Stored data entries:
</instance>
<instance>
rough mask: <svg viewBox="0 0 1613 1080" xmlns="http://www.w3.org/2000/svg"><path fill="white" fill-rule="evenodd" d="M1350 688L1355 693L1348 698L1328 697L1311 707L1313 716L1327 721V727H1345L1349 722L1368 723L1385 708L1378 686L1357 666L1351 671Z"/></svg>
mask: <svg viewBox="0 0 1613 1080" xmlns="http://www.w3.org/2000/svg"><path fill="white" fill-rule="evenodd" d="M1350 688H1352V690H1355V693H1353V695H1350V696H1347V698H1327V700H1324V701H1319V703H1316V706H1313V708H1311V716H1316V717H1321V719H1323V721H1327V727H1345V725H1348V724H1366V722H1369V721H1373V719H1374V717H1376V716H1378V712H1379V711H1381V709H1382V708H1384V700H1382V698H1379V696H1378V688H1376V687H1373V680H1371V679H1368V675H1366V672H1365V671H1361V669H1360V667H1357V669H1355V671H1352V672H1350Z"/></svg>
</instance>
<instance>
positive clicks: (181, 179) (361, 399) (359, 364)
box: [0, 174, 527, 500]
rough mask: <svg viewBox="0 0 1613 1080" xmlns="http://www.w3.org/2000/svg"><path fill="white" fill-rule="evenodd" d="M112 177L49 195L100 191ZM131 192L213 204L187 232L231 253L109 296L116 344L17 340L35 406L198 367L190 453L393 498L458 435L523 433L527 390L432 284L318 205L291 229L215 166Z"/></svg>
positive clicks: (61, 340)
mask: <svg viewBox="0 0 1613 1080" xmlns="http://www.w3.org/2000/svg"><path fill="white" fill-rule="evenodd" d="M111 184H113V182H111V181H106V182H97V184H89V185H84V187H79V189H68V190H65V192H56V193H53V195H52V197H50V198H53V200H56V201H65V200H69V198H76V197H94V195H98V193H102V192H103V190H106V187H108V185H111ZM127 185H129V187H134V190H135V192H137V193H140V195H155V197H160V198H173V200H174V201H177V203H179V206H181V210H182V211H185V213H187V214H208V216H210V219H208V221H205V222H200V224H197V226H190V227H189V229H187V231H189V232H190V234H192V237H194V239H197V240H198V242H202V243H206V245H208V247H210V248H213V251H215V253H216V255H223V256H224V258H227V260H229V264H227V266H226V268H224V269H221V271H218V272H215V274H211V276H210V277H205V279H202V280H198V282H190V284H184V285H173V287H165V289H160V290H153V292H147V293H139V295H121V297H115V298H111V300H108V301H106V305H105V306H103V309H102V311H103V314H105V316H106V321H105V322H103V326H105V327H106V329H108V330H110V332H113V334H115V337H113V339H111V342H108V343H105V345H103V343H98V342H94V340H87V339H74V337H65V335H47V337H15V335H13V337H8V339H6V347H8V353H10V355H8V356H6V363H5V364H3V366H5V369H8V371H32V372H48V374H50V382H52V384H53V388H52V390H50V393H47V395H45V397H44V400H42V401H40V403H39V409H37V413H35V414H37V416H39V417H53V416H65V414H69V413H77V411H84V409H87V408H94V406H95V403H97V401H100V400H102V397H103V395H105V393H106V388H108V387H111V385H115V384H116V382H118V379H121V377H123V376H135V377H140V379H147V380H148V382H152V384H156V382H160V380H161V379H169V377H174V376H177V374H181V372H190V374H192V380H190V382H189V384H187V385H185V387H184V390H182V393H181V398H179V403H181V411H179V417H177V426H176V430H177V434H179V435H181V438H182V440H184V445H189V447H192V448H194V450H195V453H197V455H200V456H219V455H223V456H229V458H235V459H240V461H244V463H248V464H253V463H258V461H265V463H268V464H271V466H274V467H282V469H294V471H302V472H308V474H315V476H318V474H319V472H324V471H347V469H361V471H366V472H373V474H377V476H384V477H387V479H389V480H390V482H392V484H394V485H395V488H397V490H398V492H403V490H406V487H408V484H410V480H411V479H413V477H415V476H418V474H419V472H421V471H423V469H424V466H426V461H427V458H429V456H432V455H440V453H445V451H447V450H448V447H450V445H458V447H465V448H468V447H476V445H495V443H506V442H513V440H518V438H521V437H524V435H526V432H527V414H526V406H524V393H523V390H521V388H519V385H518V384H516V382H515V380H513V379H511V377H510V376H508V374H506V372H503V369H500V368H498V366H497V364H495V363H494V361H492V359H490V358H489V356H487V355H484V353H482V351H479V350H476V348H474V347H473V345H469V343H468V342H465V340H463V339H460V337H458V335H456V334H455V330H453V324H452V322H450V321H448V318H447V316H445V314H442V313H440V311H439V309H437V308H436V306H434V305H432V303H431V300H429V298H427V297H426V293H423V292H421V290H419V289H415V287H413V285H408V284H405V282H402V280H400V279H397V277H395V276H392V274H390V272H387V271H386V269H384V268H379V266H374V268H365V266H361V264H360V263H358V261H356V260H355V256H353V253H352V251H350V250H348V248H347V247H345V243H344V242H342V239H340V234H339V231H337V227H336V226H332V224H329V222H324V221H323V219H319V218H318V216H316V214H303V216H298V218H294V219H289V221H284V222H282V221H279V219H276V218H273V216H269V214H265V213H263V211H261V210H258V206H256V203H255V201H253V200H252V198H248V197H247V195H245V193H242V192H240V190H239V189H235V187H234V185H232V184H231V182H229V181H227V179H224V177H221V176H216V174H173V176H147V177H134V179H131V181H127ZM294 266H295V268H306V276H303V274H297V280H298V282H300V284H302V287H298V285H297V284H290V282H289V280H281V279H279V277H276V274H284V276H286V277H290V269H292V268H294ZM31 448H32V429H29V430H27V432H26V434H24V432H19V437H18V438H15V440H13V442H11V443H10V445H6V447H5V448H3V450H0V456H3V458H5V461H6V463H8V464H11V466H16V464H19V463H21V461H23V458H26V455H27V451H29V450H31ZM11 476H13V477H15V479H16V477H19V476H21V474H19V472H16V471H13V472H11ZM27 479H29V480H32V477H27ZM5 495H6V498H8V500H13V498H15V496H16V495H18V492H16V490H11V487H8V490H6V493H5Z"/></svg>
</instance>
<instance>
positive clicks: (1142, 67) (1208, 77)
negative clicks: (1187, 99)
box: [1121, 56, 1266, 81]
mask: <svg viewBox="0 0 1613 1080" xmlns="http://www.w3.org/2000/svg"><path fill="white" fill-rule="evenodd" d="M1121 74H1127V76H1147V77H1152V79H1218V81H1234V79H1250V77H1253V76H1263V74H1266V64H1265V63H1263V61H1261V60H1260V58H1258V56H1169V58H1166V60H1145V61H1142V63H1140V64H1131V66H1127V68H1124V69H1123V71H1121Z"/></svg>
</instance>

== EXERCISE DETAILS ==
Reproduce verbatim the lines of the material from the line containing "177L49 195L100 191ZM131" up to and including the line containing "positive clicks: (61, 340)".

== THE ANSWER ==
rough mask: <svg viewBox="0 0 1613 1080" xmlns="http://www.w3.org/2000/svg"><path fill="white" fill-rule="evenodd" d="M112 177L49 195L100 191ZM131 192L213 204L187 232L231 253L109 296L116 344L17 340L35 406L198 367L190 453L393 498L458 435L523 433L527 390L432 284L318 205L291 229L215 166Z"/></svg>
positive clicks: (61, 340)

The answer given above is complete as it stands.